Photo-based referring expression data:
┌────────

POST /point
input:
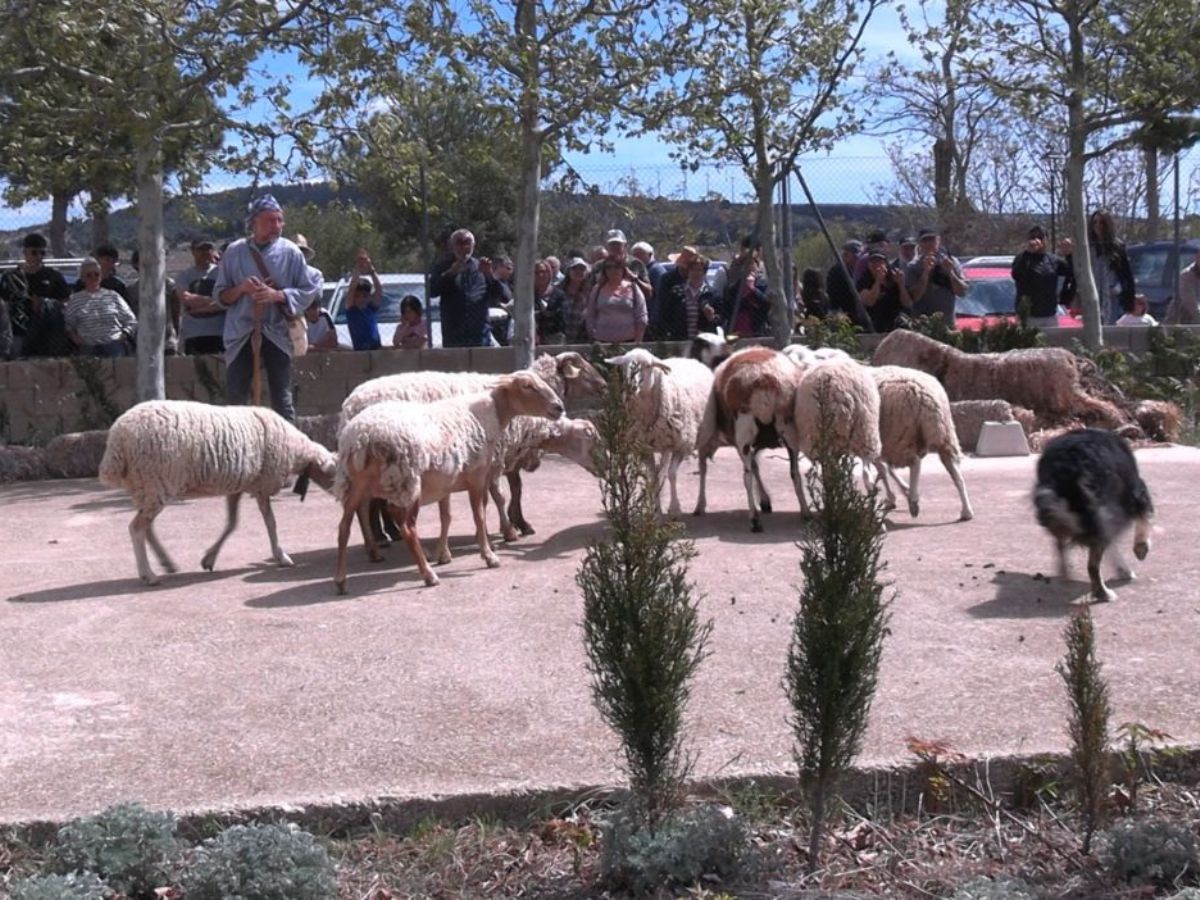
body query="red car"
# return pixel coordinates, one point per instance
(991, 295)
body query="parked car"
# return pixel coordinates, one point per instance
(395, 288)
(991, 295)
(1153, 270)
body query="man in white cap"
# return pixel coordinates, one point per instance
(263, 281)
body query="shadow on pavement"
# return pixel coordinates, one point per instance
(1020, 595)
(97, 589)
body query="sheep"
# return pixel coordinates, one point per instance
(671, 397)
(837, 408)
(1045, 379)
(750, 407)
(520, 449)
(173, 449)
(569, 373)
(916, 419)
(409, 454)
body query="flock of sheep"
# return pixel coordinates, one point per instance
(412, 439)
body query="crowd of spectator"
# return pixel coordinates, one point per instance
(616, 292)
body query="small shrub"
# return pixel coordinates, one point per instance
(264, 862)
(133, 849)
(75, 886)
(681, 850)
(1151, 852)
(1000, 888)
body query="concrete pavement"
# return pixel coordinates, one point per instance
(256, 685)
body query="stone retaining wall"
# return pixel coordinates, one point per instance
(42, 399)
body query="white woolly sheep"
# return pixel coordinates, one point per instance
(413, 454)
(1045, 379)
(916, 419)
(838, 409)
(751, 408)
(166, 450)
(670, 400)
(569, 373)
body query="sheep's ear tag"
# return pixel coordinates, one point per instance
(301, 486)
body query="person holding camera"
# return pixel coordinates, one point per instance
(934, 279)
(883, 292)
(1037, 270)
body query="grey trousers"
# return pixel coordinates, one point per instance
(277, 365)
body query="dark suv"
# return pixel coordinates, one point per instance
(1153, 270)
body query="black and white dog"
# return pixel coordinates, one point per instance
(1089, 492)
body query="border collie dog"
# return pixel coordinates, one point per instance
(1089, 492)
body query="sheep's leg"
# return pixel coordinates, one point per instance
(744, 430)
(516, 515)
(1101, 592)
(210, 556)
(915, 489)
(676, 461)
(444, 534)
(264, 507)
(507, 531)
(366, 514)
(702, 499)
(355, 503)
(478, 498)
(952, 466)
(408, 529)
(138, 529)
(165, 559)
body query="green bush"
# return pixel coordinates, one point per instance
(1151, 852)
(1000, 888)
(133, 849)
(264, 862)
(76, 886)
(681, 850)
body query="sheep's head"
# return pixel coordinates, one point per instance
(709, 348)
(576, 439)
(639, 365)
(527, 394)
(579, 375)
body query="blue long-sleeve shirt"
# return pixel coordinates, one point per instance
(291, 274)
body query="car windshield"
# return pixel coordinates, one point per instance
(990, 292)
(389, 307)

└────────
┌────────

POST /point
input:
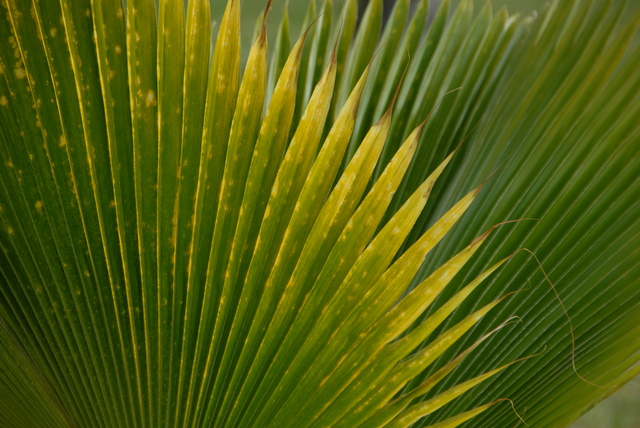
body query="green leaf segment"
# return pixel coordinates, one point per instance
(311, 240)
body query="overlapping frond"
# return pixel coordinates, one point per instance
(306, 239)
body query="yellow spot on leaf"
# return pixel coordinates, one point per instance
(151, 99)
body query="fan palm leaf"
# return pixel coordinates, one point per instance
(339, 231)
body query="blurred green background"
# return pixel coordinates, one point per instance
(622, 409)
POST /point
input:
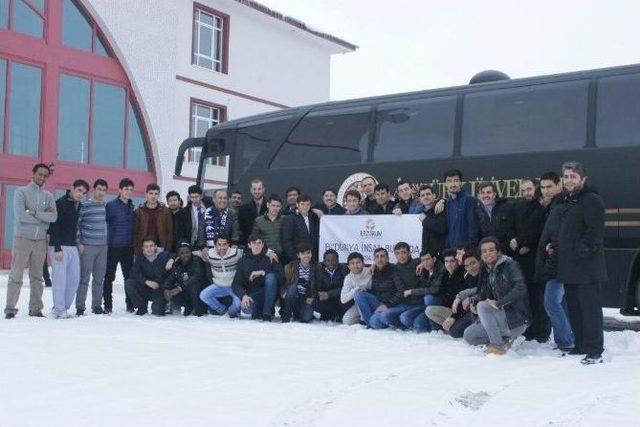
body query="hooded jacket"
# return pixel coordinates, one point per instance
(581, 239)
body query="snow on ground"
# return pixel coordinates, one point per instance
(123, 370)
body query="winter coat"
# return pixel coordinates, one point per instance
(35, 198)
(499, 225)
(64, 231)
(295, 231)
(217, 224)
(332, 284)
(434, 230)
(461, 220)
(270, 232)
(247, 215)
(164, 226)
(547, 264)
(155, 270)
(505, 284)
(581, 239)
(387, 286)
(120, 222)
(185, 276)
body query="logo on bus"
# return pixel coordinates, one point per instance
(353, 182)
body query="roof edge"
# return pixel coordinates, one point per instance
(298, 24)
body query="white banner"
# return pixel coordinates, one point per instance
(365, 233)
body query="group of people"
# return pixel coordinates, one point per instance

└────────

Work to complete:
In the entries above, count each line that holds "leaf". Give the total and nothing else.

Task result:
3